=== OBIETTIVO DEL COMPITO ===
Rispondi alle seguenti domande sul brano riportato qui sotto:
(a) Su quale giornale e in quale data Giorgio Rossi ha segnalato le due tendenze?
(b) Dopo il pesante intervento di quale senatore è sorta la disputa?
(c) Con quali due aggettivi il brano definisce la seconda tendenza?

=== ESTRATTO DELLA FONTE ===
*-*-*
LA TERZA VIA DI SPADOLINI

 

Nel dar conto, con  la consueta precisione, della disputa sull'efficacia dell'azione di governo che ha coinvolto anche il PRI dopo il pesante intervento del senatore Vicentini, Giorgio Rossi ha segnalato su Repubblica (19 ottobre 1982) l'esistenza di due tendenze nel partito dei Presidente dei Consiglio. La prima, comprensibile, è quella di evitare se occorre con le dimissioni, a seguito di gravi inadempienze della coalizione, il logoramento dell'immagine positiva che il PRI si è costruito con l'opera del governo Spadolini. La seconda, pericolosa e discutibile, è quella di chi ritiene “forse preferibile”, per Spadolini, cercare di resistere ad ogni costo per poter poi essere lui stesso a gestire le elezioni anticipate-.
*-*-*
=== DATI ARCHIVIATI ===

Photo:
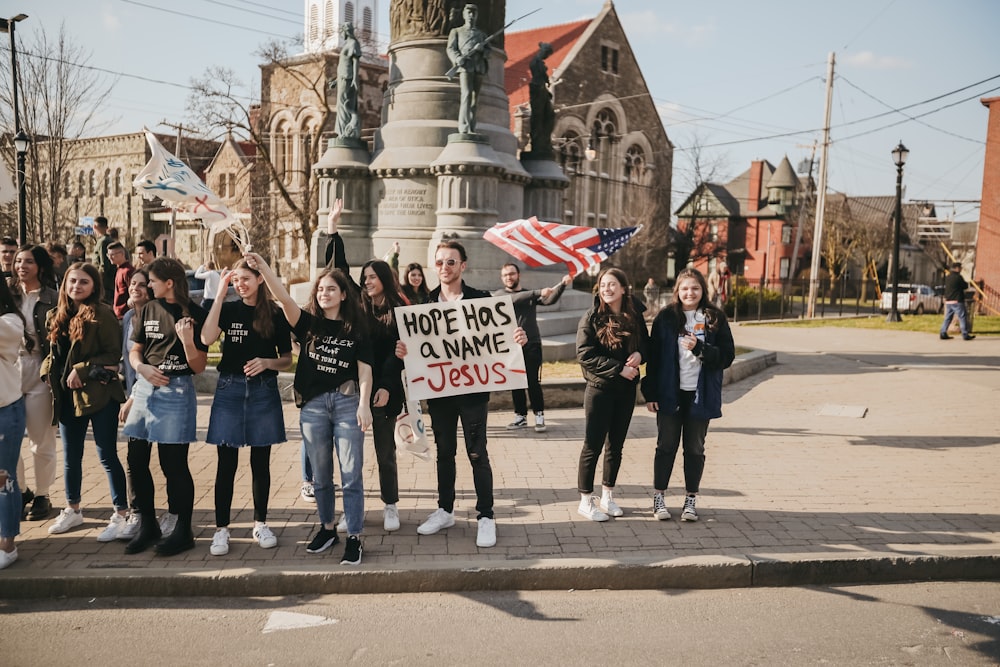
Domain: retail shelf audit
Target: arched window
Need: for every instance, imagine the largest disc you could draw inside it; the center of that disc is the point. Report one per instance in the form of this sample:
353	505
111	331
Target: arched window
366	22
313	23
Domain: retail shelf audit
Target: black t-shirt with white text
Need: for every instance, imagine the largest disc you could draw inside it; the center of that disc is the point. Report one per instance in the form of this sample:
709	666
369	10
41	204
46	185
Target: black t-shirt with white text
242	342
153	328
328	358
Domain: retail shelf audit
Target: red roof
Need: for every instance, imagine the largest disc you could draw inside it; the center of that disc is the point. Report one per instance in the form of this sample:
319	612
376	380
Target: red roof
522	46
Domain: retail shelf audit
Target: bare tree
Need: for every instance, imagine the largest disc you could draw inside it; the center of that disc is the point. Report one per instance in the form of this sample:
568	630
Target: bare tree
61	101
220	100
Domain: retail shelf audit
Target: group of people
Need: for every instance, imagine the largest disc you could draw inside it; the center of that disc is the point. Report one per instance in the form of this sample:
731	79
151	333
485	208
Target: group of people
66	358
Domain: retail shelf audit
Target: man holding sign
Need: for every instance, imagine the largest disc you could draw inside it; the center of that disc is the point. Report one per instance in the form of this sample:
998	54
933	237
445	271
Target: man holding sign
457	348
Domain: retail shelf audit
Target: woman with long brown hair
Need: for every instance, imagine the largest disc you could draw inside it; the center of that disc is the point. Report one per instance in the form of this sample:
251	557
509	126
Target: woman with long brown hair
82	369
246	410
168	352
691	346
610	344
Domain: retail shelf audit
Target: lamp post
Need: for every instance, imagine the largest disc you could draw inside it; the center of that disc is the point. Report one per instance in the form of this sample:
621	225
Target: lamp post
899	155
21	142
20	139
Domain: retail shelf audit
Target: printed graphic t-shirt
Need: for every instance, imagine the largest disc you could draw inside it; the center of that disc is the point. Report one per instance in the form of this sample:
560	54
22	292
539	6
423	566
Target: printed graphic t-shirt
242	343
328	358
153	328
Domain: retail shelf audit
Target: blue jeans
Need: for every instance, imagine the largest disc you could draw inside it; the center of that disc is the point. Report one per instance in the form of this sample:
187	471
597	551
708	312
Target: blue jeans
956	309
73	430
330	422
11	433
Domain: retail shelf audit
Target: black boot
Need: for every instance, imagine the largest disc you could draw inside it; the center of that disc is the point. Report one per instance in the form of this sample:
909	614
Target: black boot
179	541
148	535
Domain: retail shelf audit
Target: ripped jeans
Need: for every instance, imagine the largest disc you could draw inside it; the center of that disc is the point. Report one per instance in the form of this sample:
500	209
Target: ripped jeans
11	433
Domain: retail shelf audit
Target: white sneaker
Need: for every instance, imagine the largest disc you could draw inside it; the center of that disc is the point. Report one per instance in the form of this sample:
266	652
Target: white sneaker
539	422
220	542
390	518
660	510
439	520
265	538
487	535
68	518
167	524
115	526
131	527
609	505
589	509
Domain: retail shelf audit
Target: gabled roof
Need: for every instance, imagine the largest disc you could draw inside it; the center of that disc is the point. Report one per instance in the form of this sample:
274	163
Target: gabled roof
522	46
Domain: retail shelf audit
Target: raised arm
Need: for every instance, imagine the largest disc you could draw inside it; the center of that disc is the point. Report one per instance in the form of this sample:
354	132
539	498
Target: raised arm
288	306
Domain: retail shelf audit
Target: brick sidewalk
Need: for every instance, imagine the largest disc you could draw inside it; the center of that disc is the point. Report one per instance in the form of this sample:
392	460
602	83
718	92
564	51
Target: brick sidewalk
916	476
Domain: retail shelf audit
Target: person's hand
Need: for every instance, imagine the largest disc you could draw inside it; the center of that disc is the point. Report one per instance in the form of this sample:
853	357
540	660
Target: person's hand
185	330
364	416
125	408
255	367
629	372
333	217
152	375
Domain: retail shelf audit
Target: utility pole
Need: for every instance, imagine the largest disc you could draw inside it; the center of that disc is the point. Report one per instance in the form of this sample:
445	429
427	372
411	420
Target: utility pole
821	194
177	153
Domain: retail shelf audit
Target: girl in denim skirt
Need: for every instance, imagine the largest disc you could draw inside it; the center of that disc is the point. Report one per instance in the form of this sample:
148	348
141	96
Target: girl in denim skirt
256	346
168	352
333	385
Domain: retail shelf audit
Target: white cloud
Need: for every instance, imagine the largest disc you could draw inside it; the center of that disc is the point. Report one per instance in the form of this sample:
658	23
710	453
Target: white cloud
869	60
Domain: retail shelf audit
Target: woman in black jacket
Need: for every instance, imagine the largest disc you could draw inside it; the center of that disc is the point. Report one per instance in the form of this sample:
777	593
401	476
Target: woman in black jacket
691	345
610	344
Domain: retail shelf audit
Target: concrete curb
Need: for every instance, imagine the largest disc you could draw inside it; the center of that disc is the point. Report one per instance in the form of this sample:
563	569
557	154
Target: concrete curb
690	572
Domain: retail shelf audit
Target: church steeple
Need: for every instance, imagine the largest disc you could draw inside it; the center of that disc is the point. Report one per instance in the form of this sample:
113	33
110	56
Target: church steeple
324	18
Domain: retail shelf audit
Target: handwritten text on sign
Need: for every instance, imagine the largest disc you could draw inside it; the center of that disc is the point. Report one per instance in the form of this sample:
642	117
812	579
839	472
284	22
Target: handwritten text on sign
461	347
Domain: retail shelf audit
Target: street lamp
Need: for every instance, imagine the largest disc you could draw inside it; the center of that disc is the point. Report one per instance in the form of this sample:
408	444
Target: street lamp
899	155
21	142
7	25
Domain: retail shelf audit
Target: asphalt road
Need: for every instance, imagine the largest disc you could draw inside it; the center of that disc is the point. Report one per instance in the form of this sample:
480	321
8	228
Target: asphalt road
953	623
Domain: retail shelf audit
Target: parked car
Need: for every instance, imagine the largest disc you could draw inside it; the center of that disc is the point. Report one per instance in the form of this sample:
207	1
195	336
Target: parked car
915	299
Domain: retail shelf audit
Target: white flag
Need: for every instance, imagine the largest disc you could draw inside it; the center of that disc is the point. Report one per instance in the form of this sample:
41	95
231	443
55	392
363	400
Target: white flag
167	178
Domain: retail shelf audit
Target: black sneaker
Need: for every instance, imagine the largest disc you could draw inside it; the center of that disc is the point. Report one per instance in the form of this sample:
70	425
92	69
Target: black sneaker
352	552
40	510
323	540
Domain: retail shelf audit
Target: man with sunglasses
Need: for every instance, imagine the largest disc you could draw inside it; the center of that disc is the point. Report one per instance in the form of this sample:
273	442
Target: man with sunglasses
471	409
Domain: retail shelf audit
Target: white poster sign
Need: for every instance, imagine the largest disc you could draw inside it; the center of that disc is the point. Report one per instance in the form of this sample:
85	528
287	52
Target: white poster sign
461	347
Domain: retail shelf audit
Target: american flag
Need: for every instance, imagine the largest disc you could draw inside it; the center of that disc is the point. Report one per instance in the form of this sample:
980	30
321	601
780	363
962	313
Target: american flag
539	243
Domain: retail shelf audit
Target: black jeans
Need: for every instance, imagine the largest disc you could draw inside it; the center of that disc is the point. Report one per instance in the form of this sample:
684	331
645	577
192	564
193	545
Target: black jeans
533	368
225	477
173	462
383	433
671	431
445	413
608	413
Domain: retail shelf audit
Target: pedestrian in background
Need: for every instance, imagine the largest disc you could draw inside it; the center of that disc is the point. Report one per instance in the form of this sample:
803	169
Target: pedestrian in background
610	344
246	410
690	346
82	370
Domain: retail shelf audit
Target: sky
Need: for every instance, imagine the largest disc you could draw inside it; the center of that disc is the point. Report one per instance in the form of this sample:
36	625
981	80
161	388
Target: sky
744	80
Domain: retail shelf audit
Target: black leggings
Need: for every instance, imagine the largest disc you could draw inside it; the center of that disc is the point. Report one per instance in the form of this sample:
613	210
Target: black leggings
225	476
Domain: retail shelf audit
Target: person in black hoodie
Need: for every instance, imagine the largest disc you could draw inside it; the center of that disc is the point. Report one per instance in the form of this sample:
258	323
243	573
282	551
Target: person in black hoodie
611	342
690	346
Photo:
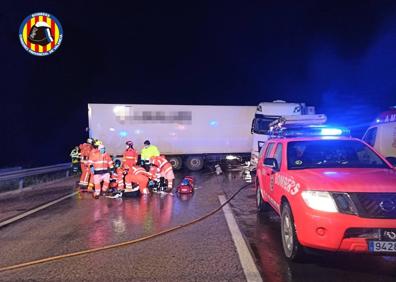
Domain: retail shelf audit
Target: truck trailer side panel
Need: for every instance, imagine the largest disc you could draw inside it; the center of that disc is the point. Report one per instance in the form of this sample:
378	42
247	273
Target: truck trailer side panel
175	129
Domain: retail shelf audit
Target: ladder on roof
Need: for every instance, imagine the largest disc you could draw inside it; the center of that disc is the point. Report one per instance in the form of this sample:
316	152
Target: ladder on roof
297	120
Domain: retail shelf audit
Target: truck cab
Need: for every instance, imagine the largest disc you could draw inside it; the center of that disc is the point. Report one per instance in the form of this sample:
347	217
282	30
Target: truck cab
266	113
382	135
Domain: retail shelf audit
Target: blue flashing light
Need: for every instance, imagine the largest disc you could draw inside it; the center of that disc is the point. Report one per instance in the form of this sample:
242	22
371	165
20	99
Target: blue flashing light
331	131
123	133
213	123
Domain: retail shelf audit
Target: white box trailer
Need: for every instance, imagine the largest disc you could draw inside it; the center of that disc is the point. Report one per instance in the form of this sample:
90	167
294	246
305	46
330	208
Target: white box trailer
382	134
183	133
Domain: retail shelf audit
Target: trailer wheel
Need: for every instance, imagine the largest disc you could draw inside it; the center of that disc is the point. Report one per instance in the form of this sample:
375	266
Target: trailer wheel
176	162
194	163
*-*-*
=== SOLUZIONE DELL'ESERCIZIO ===
(a) Su Repubblica, il 19 ottobre 1982.
(b) Del senatore Vicentini.
(c) Pericolosa e discutibile.